═══ Selected passage ═══
Objectives: Cyclooxygenase-2 is associated with cardiac hypertrophy during chronic heart failure and is regulated through the PI3K/Akt pathway. Cyclooxygenase-2-induced cell growth through Akt phosphorylation was demonstrated in vitro. In chronic heart failure, left ventricular assist devices lead to hypertrophy regression and molecular changes. Therefore, the expression of cyclooxygenase-2, phosphorylated Akt (p-Akt), and p-Erk 1/2, as well as cardiac hypertrophy before and after left ventricular assist device insertion, was investigated.
Methods: In myocardial tissue before and after left ventricular assist device insertion, the expression of cyclooxygenase-2, p-Akt (Thr308), p-Akt (Ser473), and p-Erk 1/2 was demonstrated by immunohistochemistry and quantified by morphometry. Colocalization of cyclooxygenase-2 and p-Akt (Thr308) was investigated by immuno-doublestaining.
═══ Data extract ═══
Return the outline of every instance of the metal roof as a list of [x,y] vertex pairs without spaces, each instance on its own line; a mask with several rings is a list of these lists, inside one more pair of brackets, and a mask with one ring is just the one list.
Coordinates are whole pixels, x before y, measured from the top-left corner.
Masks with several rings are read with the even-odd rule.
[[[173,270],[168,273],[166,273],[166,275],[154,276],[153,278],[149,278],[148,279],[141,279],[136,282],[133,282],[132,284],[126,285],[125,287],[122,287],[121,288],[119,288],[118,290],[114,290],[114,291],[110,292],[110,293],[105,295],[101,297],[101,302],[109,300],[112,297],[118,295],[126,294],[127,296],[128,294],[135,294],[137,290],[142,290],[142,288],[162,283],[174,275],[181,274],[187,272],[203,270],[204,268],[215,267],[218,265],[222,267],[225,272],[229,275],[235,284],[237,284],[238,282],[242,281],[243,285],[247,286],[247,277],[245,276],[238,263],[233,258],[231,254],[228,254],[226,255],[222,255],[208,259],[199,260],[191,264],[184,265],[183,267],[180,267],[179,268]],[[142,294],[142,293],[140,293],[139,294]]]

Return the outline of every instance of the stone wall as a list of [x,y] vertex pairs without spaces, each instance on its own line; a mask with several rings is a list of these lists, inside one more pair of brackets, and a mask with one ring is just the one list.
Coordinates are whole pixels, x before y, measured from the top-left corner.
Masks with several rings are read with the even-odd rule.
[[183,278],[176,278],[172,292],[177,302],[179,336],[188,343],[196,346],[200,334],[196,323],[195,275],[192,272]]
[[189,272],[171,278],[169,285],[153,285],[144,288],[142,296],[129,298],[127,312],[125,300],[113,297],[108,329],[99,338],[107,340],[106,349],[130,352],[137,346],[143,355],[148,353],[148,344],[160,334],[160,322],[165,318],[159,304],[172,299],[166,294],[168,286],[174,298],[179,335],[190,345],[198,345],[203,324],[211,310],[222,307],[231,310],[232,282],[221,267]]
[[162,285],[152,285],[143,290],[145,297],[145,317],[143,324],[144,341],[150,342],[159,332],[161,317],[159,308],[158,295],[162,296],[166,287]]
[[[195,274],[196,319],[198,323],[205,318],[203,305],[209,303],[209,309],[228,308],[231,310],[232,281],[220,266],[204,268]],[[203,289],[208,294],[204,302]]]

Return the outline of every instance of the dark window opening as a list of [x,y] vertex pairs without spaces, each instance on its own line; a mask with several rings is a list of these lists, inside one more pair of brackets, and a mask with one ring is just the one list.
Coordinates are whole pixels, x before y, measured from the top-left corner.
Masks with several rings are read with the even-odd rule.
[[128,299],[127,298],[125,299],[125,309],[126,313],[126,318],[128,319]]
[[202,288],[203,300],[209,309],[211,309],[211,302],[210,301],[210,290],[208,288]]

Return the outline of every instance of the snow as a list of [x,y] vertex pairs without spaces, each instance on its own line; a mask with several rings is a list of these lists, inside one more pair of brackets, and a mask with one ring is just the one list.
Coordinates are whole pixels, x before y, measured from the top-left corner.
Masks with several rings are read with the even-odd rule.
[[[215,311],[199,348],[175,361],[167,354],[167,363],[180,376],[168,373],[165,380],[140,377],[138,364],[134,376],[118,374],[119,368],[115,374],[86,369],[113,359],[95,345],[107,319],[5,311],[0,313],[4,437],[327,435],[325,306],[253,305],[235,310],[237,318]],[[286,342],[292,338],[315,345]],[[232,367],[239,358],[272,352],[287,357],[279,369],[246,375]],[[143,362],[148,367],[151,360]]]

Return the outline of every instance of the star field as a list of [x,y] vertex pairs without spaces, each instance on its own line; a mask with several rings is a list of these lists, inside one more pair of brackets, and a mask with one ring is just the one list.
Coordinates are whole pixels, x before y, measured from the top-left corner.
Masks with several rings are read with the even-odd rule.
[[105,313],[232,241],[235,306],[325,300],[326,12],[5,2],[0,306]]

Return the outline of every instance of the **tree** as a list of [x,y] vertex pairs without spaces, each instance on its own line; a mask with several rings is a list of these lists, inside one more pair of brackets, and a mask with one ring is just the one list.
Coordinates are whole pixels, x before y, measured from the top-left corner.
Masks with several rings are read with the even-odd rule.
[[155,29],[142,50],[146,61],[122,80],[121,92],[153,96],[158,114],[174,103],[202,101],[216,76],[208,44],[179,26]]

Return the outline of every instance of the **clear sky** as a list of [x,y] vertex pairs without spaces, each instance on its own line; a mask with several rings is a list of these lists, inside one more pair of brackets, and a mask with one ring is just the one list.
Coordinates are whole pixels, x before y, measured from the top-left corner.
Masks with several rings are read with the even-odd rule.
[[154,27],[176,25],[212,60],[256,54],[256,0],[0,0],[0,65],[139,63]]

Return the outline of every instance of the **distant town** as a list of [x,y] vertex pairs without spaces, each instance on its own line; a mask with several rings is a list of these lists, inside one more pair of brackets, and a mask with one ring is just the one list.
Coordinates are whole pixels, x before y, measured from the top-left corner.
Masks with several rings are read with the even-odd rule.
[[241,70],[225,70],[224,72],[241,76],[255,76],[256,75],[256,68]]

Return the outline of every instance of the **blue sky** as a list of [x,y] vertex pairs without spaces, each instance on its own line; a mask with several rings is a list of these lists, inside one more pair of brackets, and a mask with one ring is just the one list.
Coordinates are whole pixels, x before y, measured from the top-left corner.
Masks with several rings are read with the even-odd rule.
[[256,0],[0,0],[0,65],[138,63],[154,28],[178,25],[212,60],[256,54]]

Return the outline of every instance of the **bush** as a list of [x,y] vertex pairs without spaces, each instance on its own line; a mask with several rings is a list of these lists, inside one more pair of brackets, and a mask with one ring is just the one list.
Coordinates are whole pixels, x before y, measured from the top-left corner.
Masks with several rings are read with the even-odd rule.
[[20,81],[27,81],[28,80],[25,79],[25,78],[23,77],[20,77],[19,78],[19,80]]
═══
> **What to work on**
**A.** Echo the left ventricular assist device abstract from "Objectives: Cyclooxygenase-2 is" up to and including "investigated by immuno-doublestaining.".
**B.** In the left ventricular assist device abstract, what method was used to investigate colocalization of cyclooxygenase-2 and p-Akt (Thr308)?
**C.** Pick up the left ventricular assist device abstract after its last sentence and carry it on.
Nothing in this material matters for the work here.

> **Answers by item number**
**A.**
Objectives: Cyclooxygenase-2 is associated with cardiac hypertrophy during chronic heart failure and is regulated through the PI3K/Akt pathway. Cyclooxygenase-2-induced cell growth through Akt phosphorylation was demonstrated in vitro. In chronic heart failure, left ventricular assist devices lead to hypertrophy regression and molecular changes. Therefore, the expression of cyclooxygenase-2, phosphorylated Akt (p-Akt), and p-Erk 1/2, as well as cardiac hypertrophy before and after left ventricular assist device insertion, was investigated.
Methods: In myocardial tissue before and after left ventricular assist device insertion, the expression of cyclooxygenase-2, p-Akt (Thr308), p-Akt (Ser473), and p-Erk 1/2 was demonstrated by immunohistochemistry and quantified by morphometry. Colocalization of cyclooxygenase-2 and p-Akt (Thr308) was investigated by immuno-doublestaining.

**B.** Immuno-doublestaining.

**C.**
Results: A significant decrease of cyclooxygenase-2, p-Akt (Thr308), p-Akt (Ser473), and p-Erk 1/2 protein expression and hypertrophy regression was observed after left ventricular assist device insertion. A significant correlation between cyclooxygenase-2 and p-Akt (Thr308) expression, as well as between cyclooxygenase-2 expression and cardiomyocyte diameter, was observed before, but not after, left ventricular assist device insertion. Only cyclooxygenase-2-positive cardiomyocytes showed significant hypertrophy regression on unloading. Sarcoplasmic colocalization of cyclooxygenase-2 and p-Akt (Thr308) is present before left ventricular assist device insertion and is decreased after unloading, whereas the normal myocardium is completely devoid of it.
Conclusions: Left ventricular assist device treatment is associated with a significant decrease of cyclooxygenase-2, p-Akt (Thr308), p-Akt (Ser473), and p-Erk 1/2, and cardiac hypertrophy regression of cyclooxygenase-2-positive cardiomyocytes. The significant correlation and colocalization in cardiomyocytes of cyclooxygenase-2 and p-Akt (Thr308) before left ventricular assist device insertion suggests a cross-talk between the 2 molecules in the progression of cardiac hypertrophy, which is reversibly regulated by the left ventricular assist device.